### GOAL
Reproduce, word for word, every line starting at the line that contains "point_to annotates the bearded" and ending with the final line of the entries.

### EXERCISE DATA
+===+

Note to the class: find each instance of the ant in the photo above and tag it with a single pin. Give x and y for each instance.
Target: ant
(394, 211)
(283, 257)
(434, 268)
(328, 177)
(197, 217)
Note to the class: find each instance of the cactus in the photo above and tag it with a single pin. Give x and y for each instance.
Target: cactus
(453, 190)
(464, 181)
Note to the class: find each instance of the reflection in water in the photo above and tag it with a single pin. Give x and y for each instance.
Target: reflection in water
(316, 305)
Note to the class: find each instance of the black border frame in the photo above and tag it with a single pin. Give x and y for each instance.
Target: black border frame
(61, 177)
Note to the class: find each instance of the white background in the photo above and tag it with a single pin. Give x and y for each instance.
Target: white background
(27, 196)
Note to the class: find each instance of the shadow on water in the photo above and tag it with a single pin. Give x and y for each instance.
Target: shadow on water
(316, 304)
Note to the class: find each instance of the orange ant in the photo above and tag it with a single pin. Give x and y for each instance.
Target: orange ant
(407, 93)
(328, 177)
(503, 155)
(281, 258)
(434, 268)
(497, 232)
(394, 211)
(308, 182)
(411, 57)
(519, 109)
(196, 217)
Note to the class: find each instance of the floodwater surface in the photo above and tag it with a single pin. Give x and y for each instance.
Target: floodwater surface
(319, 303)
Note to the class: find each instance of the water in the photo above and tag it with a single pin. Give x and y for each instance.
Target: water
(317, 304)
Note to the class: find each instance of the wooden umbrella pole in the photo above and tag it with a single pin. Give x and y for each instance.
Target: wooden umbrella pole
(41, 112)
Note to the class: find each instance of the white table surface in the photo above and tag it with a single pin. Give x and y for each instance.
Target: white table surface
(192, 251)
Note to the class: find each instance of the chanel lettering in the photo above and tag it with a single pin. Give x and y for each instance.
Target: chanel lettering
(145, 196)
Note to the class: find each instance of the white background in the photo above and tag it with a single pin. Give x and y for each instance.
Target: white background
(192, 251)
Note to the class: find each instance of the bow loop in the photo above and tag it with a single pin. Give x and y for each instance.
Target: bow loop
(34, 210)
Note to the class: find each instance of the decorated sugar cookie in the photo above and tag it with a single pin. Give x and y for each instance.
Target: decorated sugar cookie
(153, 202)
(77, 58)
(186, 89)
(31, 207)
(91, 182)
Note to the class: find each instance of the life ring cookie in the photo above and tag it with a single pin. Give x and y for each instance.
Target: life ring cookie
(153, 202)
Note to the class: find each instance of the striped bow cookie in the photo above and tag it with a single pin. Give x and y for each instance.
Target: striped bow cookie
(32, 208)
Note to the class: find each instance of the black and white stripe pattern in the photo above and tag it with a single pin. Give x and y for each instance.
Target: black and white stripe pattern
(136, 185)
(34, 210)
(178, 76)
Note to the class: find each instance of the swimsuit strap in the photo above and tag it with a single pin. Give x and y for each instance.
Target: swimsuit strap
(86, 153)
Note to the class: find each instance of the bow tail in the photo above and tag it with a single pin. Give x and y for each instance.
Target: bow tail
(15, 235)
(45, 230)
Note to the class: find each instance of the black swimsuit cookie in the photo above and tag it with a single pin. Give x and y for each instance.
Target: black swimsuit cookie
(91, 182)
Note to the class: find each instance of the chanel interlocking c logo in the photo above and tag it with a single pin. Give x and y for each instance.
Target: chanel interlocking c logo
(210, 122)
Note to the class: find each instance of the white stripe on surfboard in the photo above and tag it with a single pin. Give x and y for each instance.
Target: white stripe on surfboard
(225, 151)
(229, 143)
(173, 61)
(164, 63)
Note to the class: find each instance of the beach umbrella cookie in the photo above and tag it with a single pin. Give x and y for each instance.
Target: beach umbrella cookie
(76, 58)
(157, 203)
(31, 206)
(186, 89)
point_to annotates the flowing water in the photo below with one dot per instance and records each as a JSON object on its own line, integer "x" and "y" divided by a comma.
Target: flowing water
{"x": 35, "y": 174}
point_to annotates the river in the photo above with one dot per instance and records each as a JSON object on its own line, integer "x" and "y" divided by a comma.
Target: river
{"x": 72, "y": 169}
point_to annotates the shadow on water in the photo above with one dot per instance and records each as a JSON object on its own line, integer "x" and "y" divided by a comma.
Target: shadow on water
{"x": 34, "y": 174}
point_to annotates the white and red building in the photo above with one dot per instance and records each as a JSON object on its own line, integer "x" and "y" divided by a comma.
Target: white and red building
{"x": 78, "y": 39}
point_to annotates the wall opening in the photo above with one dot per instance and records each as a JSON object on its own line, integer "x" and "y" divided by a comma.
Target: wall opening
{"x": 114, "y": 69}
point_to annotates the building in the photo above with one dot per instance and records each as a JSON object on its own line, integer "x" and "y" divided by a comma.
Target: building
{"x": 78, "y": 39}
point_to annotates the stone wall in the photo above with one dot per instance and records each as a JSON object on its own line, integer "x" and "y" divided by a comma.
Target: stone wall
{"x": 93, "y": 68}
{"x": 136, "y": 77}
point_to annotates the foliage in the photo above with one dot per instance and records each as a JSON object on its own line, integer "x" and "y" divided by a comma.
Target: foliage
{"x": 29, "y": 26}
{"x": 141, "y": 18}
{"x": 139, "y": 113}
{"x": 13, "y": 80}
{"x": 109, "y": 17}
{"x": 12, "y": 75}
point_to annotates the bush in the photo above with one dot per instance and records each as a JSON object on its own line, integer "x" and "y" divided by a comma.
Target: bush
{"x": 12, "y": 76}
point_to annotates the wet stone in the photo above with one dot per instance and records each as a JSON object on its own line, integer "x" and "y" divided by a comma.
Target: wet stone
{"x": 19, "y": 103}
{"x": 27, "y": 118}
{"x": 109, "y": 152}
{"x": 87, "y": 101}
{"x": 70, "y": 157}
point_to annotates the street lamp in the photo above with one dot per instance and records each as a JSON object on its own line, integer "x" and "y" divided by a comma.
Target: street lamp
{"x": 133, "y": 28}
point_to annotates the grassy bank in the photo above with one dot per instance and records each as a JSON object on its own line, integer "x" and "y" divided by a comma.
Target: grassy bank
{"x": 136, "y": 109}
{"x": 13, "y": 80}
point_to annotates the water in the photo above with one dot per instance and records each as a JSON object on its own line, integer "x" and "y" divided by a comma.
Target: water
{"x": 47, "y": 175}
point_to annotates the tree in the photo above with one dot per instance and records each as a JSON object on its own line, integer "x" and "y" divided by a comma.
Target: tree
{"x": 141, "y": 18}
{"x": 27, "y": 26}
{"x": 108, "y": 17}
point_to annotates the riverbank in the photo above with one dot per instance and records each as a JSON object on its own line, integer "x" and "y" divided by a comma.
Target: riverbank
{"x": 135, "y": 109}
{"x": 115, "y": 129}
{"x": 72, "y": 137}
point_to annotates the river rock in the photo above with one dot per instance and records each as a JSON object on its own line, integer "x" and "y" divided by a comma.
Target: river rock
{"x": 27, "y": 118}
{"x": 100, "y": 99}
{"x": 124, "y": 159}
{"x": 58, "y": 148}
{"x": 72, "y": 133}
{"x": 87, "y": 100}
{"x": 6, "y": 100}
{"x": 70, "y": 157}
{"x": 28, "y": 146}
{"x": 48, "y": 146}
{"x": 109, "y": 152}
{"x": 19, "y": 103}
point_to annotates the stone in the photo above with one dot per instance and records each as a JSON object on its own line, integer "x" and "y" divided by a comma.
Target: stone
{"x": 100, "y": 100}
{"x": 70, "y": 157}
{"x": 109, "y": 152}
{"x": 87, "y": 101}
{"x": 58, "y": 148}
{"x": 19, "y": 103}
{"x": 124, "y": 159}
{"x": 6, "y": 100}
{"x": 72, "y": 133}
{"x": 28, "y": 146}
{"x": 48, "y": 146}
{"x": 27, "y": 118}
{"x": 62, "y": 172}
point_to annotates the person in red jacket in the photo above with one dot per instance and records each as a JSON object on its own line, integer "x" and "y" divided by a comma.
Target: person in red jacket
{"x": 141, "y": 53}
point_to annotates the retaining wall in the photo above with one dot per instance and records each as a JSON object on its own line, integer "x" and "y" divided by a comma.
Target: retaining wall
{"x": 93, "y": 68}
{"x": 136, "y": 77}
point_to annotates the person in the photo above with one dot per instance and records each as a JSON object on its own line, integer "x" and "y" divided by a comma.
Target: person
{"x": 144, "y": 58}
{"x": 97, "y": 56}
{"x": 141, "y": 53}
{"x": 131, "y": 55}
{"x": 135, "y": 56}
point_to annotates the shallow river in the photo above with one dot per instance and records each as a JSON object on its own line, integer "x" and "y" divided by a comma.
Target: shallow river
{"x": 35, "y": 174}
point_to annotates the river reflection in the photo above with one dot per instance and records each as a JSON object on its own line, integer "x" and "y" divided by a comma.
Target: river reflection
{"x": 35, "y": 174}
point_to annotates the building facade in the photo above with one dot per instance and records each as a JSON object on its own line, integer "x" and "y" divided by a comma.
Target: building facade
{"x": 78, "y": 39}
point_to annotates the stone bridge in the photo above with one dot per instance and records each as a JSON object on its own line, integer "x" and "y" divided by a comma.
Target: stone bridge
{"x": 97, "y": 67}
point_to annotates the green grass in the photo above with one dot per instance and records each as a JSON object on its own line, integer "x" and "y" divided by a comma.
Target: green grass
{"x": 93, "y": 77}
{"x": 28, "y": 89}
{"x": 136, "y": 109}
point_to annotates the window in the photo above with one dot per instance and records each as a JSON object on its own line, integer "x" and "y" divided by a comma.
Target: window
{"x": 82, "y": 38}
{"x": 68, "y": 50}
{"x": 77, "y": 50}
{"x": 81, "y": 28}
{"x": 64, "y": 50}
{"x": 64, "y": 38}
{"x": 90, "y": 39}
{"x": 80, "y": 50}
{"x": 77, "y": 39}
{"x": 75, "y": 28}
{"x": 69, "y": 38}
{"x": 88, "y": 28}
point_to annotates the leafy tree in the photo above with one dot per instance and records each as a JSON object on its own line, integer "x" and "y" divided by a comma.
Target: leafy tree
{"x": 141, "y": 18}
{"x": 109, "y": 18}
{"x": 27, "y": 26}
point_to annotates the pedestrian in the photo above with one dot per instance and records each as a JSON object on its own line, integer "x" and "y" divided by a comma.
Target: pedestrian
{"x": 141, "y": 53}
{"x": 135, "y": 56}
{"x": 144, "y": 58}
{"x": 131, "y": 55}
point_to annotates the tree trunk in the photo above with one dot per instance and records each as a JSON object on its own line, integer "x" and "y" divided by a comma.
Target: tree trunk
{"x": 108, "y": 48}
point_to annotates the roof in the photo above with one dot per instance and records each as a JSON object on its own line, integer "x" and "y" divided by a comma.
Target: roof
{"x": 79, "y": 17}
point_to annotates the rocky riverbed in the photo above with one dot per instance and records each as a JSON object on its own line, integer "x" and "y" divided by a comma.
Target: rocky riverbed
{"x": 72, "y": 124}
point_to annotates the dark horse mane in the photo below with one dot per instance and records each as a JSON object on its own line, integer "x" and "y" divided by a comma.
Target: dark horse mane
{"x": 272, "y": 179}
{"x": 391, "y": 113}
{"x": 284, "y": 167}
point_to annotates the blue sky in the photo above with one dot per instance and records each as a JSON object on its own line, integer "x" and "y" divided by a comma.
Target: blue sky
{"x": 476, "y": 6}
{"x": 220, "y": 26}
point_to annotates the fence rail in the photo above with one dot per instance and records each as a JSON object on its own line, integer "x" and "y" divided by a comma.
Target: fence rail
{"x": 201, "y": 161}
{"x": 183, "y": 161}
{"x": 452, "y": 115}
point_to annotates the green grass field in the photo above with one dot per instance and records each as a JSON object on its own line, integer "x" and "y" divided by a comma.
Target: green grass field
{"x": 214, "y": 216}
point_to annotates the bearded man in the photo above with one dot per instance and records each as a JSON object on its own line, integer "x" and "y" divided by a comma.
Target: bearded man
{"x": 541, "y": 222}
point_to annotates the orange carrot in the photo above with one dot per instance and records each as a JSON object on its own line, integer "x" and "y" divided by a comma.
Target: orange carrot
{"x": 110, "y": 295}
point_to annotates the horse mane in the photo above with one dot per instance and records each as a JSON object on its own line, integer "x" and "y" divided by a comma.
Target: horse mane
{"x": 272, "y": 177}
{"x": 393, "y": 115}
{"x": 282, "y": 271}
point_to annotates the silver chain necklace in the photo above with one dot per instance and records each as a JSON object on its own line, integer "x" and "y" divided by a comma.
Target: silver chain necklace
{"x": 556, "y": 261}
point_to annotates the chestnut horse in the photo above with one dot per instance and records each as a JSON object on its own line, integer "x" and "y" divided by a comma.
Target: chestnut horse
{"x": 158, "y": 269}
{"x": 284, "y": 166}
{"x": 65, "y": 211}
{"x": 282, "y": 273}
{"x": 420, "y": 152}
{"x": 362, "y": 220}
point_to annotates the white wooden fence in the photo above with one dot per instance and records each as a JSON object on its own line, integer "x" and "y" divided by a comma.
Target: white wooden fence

+===+

### SOLUTION TO THIS PROBLEM
point_to annotates the bearded man in the photo above with one dot per instance and records each as a JSON object on its own line, integer "x" and "y" divided by a comma.
Target: bearded man
{"x": 541, "y": 222}
point_to annotates the orange carrot in the photo above with one dot per instance and records each as a JSON object on its own line, integer "x" and "y" divided by a comma.
Target: orange carrot
{"x": 110, "y": 295}
point_to annotates the horse mane in the photo above with one dot per instance and records each as a JSON object on its own line, integer "x" and "y" divided by a comma.
Target: horse mane
{"x": 272, "y": 177}
{"x": 393, "y": 115}
{"x": 282, "y": 271}
point_to annotates the silver chain necklace in the photo above with one dot per instance and records each as a JSON object on its own line, integer "x" and "y" divided by a comma.
Target: silver chain necklace
{"x": 556, "y": 261}
point_to annotates the chestnut horse in the photo above with one dot per instance and records each as a JSON object on its own line, integer "x" and "y" divided by a comma.
Target: chestnut horse
{"x": 158, "y": 269}
{"x": 284, "y": 166}
{"x": 65, "y": 211}
{"x": 282, "y": 273}
{"x": 420, "y": 152}
{"x": 362, "y": 220}
point_to annotates the white wooden fence in the photo above with one dot per instance and records each as a JSON object on its own line, integer "x" and "y" divided by a comma.
Target: white wooden fence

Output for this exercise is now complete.